# tempt your fate asylum-style



## Hollows Eva (Sep 29, 2011)

So.. Im doing abandoned asylum theme at my party, and ive been given a huge box og 100 cool sunscreen coloured ( brownish) testtubes, and im gonna use them for thr tempt your fate game ( i was going to use them for shots but they have no lids)

Anyway, i want to adjust the game to my theme, so instead of " you have tempted fate and therefore you shall..." id like the cards ( that i will roll up and shove in the tubes) to say something more in the lines of " You have selfmedicated and therefore" "you have gotten the wrong medicin and therefore".. etc.. But im really low on inspiration at the moment so i need as many suggestions as possible! I havent decided yet if im gonna go with one line (like if you just use " you have tempted fate") or Different ones, so all suggestions of lines is welcome..

Brainstorm below lol..


----------



## Haunt Brewing (Sep 26, 2010)

I'm doing an asylum theme as well and doing the game. My fates are going to be in balloons you have to pop. Below is the list of fates I am using. I hope it gets your creative juices flowing. Just to decode a bit for what the phrases mean...Mystery concoction is mystery shot, liquid lobotomy is the gross drink, try your luck is lottery tickets, sweet reward is candy, treats are mini bottles of wine, and the celebratory treat is a mini bottle of champagne, the experimental treatment are bottles of weird coke i found at world market.

As fate shall have it, you insulted the nurse and she mixed up your meds. Go see the hostess for your mystery concoction

As fate shall have it, a patient in Ward B drugged your drink at lunch. Go see the hostess for your mystery concoction. 
YOU CANNOT TEMPT FATE AGAIN FOR 30 MIN.

As fate shall have it, the nurses mixed up your meds. 
Go see the hostess for your mystery concoction

As fate shall have it, the new doctor on staff prescribed you the wrong meds. 
Go see the hostess for your mystery concoction

As fate shall have it, the doctor was drunk today and put his pills in your med cup. 
Go see the hostess for your mystery concoction

As fate shall have it, the janitor doesn’t like that you have an imaginary friend named after him. He switched out your meds when the nurses were gossiping.
Go see the hostess for your mystery concoction

Fate doesn’t know what to do with you. 
Go see the hostess to try your luck

Fate doesn’t know what to do with you. 
Go see the hostess to try your luck

Fate doesn’t know what to do with you. 
Go see the hostess to try your luck

Fate doesn’t know what to do with you. 
Go see the hostess to try your luck


Fate doesn’t know what to do with you. 
Go see the hostess to try your luck

Fate is pissed off at you. Go see the hostess for your liquid lobotomy. YOU CANNOT TEMPT FATE AGAIN!

You got caught trying to escape. Go see the hostess for your liquid lobotomy. YOU CANNOT TEMPT FATE AGAIN!

As fate shall have it, you picked up a secret admirer from Ward B. Go see the hostess to get your gift of affection.

Data section =>
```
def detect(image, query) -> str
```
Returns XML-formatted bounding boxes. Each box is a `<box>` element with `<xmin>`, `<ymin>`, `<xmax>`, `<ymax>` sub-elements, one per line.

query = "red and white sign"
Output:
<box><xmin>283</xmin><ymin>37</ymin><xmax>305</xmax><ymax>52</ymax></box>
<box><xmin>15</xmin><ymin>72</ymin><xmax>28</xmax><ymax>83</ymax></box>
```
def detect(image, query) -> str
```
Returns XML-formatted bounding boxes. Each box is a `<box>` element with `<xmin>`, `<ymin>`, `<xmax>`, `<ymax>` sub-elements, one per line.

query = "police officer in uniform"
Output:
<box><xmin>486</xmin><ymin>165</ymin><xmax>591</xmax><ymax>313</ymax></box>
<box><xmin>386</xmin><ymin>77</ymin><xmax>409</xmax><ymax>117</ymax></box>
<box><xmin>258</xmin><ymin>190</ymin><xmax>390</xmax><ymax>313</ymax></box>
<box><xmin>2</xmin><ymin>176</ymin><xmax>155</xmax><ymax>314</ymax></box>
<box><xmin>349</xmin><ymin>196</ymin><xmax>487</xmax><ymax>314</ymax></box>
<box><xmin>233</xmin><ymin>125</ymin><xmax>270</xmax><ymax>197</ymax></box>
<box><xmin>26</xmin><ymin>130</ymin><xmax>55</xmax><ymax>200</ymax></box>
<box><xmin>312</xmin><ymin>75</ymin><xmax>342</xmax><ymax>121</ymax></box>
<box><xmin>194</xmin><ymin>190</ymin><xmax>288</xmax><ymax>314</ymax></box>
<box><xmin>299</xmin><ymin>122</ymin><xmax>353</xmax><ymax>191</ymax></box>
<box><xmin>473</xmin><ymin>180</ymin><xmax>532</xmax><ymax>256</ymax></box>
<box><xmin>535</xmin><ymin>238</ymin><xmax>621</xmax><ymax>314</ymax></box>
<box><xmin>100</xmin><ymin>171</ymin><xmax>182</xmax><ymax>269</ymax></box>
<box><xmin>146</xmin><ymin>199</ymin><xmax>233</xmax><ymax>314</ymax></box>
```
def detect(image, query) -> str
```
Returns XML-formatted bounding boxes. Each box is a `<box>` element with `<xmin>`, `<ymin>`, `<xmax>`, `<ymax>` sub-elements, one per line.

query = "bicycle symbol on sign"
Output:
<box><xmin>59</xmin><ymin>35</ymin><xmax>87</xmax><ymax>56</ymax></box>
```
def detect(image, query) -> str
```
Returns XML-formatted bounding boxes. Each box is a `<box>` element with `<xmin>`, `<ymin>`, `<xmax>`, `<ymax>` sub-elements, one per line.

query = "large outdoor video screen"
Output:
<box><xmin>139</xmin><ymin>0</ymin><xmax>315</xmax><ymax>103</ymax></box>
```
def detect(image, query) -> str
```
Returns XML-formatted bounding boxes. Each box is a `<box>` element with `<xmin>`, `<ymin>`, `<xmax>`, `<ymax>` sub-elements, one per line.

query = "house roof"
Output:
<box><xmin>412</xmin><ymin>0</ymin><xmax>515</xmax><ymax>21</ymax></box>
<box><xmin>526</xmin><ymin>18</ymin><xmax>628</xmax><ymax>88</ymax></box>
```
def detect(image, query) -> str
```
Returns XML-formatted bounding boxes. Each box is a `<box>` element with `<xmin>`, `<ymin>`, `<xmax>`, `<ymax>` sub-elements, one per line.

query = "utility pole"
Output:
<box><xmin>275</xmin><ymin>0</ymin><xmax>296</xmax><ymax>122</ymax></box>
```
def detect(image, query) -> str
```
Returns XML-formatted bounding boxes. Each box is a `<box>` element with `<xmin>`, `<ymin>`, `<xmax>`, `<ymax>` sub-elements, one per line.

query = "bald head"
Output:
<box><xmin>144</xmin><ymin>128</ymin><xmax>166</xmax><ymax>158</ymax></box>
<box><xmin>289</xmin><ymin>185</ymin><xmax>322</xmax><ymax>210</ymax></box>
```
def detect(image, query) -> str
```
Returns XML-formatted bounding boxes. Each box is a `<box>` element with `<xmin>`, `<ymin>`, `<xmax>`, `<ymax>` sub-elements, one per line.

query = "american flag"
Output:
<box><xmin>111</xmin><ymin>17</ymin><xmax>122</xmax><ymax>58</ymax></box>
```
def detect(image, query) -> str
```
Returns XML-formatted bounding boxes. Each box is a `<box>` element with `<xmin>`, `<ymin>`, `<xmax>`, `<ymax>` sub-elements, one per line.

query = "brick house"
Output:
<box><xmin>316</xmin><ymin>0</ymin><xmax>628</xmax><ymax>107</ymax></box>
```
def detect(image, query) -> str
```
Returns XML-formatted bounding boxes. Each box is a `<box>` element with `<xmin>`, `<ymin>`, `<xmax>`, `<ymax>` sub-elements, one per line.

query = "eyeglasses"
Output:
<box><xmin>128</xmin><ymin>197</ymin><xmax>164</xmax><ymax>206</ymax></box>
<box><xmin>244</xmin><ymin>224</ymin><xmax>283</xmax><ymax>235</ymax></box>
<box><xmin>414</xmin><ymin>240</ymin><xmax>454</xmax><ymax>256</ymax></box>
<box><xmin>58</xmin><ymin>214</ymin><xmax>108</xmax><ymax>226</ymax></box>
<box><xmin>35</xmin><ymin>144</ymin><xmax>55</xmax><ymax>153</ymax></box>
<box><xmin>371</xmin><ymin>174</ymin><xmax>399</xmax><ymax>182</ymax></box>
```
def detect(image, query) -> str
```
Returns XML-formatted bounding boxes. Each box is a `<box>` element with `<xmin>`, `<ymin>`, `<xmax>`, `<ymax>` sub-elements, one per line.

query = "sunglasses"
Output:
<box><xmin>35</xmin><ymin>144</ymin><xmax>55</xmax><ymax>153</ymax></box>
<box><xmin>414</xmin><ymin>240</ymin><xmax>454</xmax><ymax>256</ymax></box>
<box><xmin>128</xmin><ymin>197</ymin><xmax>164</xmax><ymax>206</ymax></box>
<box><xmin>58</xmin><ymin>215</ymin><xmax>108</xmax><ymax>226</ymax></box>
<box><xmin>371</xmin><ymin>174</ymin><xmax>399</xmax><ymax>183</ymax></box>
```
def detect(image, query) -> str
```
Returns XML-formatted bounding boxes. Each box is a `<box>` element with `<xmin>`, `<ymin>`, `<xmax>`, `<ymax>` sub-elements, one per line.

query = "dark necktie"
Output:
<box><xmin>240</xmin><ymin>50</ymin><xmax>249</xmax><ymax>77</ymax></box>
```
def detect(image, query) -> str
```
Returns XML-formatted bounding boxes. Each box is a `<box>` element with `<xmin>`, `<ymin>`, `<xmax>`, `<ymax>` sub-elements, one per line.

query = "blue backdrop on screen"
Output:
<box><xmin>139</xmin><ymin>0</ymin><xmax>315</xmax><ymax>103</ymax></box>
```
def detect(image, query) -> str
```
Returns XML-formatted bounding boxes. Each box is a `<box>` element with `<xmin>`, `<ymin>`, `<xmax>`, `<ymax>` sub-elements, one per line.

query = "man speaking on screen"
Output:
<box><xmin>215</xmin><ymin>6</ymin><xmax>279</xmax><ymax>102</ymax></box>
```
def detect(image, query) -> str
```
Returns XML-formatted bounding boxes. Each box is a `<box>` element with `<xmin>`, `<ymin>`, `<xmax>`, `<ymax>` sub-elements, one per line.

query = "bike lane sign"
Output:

Task to carry out => In the forum thread about the asylum-themed fate game, why does the first poster put the test tubes toward the game rather than using them for shots?

Written response => The first poster had planned to use the test tubes for shots, but they have no lids. They will instead hold the rolled-up cards for the tempt-your-fate game.